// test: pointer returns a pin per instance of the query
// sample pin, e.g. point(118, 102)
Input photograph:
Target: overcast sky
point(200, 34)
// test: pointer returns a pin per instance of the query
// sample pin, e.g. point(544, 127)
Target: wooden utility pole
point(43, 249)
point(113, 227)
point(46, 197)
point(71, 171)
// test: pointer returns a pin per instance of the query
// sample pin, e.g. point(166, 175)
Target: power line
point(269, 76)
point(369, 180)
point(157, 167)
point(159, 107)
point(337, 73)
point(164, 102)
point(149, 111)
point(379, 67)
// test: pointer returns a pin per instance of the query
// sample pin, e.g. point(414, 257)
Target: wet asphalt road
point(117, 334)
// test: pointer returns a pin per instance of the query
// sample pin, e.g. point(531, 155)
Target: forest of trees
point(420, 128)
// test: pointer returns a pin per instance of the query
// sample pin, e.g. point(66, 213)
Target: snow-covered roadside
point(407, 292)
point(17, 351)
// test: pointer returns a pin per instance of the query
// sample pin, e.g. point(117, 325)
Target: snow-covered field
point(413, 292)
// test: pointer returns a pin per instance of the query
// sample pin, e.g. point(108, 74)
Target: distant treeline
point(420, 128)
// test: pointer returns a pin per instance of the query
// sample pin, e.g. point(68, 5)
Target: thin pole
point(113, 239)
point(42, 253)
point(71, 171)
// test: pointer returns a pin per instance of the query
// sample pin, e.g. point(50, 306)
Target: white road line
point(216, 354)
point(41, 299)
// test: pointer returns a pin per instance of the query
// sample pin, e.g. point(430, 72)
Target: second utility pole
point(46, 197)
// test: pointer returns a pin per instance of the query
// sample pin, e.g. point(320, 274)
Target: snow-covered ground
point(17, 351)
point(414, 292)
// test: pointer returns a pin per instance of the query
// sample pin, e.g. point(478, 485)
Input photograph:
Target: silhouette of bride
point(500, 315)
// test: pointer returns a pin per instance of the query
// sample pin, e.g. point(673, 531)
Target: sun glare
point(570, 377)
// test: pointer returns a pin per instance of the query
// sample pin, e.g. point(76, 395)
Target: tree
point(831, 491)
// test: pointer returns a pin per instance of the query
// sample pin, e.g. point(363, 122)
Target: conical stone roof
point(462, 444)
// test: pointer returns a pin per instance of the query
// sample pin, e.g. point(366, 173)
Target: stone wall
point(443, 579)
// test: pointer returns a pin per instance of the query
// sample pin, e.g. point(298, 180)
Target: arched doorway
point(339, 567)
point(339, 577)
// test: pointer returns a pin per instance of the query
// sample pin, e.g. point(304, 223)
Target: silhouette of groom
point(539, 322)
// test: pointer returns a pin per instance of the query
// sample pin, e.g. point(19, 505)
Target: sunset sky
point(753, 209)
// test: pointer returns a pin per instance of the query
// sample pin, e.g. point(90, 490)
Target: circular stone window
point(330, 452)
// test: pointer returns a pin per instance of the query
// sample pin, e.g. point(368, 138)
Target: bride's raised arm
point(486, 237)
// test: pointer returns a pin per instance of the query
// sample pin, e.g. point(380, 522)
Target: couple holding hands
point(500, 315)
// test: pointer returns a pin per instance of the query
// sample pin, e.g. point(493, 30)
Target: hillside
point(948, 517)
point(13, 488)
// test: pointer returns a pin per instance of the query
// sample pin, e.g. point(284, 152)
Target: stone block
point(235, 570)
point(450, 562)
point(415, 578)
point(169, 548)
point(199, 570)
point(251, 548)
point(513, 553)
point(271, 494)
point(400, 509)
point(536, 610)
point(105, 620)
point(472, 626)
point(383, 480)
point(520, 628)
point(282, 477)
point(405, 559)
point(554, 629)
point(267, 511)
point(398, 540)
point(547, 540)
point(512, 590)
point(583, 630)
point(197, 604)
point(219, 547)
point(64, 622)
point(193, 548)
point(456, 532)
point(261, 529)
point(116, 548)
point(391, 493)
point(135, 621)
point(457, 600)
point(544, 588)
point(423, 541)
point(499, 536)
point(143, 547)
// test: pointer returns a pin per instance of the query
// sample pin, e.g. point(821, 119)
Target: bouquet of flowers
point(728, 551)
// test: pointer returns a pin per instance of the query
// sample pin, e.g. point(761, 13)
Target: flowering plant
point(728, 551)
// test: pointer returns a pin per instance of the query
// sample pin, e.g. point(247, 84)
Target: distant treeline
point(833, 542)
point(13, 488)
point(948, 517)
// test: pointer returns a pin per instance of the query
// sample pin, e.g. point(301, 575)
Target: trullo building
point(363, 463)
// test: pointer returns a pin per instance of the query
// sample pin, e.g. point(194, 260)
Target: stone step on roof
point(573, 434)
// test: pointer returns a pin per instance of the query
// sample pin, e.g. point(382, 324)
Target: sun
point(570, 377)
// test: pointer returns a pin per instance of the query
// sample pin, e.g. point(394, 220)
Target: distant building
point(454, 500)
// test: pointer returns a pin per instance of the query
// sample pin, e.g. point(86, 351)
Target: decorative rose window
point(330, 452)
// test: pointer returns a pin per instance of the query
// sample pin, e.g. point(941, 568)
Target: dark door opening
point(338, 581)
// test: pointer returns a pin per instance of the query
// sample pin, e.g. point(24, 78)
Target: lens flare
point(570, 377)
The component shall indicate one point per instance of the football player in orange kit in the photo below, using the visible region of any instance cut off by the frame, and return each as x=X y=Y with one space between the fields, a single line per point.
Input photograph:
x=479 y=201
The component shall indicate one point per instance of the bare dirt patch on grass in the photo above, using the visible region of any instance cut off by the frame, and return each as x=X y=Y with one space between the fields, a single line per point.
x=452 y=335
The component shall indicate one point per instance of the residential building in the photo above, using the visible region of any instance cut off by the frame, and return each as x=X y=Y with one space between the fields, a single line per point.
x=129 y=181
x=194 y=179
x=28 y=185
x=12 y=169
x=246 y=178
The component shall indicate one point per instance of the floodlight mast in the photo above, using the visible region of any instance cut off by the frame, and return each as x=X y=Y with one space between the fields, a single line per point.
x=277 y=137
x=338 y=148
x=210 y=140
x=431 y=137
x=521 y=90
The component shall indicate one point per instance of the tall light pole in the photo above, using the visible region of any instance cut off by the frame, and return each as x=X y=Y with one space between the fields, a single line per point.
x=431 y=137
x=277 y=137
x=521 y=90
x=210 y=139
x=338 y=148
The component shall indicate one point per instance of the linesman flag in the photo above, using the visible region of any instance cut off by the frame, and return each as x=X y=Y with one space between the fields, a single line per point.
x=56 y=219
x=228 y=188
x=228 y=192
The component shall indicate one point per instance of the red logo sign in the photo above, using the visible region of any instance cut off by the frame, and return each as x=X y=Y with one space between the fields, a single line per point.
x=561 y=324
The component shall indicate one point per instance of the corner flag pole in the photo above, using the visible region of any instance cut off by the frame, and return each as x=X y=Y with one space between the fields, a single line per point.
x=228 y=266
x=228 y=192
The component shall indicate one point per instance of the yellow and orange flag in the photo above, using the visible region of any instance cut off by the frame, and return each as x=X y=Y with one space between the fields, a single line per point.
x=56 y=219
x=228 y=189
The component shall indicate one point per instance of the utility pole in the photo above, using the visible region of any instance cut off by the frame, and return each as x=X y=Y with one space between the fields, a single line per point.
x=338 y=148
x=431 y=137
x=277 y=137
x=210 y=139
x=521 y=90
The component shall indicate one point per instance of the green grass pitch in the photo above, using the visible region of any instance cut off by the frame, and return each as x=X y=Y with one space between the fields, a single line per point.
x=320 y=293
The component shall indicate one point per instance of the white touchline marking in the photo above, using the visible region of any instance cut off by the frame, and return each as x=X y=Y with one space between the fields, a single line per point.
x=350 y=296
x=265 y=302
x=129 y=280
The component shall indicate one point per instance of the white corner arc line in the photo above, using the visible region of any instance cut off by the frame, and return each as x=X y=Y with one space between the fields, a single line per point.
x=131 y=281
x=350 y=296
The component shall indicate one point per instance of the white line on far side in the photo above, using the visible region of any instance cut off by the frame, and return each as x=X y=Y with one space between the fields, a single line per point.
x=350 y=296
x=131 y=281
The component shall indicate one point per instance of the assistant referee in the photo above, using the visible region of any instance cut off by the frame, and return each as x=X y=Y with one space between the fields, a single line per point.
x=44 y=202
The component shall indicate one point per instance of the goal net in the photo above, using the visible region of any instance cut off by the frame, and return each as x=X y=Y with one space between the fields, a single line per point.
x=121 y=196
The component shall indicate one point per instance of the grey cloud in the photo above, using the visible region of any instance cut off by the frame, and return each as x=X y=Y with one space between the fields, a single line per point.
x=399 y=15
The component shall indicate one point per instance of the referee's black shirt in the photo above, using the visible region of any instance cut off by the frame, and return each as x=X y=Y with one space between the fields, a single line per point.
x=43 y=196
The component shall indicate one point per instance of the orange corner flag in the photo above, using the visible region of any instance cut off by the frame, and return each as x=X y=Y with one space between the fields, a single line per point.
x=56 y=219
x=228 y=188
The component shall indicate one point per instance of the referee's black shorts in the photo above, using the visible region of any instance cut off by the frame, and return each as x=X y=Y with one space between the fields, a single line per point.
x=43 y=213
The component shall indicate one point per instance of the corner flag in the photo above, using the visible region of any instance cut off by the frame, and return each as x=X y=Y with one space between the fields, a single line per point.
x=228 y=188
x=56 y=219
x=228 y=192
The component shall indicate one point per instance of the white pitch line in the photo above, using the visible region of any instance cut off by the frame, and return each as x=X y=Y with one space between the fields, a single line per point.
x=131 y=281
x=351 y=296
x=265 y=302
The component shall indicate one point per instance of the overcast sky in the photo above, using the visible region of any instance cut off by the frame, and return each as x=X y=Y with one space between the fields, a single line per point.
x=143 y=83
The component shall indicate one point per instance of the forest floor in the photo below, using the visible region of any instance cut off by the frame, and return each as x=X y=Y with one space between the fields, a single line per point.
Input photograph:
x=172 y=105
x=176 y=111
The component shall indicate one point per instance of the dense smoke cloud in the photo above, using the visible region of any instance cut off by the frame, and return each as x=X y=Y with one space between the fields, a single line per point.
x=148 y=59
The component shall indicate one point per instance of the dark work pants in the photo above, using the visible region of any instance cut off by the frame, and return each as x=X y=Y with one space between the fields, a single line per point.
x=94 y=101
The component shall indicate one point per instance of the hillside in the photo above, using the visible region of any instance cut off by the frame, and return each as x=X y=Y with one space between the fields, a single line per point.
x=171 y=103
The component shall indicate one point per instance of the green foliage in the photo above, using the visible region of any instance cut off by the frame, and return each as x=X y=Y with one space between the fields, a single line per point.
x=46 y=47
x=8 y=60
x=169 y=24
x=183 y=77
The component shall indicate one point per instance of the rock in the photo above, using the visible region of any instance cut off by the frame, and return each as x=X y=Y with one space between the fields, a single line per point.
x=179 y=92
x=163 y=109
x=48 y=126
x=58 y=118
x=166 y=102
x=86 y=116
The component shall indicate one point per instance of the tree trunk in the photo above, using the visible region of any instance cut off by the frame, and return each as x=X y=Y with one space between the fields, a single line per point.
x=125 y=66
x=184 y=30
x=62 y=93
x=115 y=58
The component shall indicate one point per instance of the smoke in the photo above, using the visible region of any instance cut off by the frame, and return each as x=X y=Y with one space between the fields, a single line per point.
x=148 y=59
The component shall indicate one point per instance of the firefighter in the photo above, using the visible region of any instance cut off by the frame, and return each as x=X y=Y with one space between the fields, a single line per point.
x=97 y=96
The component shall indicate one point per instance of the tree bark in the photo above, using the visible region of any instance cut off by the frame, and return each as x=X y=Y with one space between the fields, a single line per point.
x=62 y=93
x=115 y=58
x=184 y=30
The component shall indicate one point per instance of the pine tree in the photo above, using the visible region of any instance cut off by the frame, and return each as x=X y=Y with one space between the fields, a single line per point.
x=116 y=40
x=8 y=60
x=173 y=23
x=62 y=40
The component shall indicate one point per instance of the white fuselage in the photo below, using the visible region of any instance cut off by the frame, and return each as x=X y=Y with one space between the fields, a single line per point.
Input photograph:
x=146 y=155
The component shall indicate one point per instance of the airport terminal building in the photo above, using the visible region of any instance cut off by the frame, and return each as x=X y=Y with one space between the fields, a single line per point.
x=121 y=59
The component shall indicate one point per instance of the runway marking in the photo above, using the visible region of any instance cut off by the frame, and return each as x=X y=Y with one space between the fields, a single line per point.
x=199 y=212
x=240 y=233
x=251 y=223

=======

Quote exactly the line containing "of the airport" and every later line through the end of the listing, and no other lines.

The component shall indicate one point per instance of the airport terminal building in the photo above, using the visible region of any instance cut off by the frame, and return each as x=X y=Y with one space between the fields, a single line per point.
x=121 y=59
The component shall indicate one point per instance of the runway marking in the photo above, using the visible region of any instance cut off by the frame, and return each as x=X y=Y with one space between the fields, a single line per point.
x=199 y=212
x=240 y=233
x=251 y=223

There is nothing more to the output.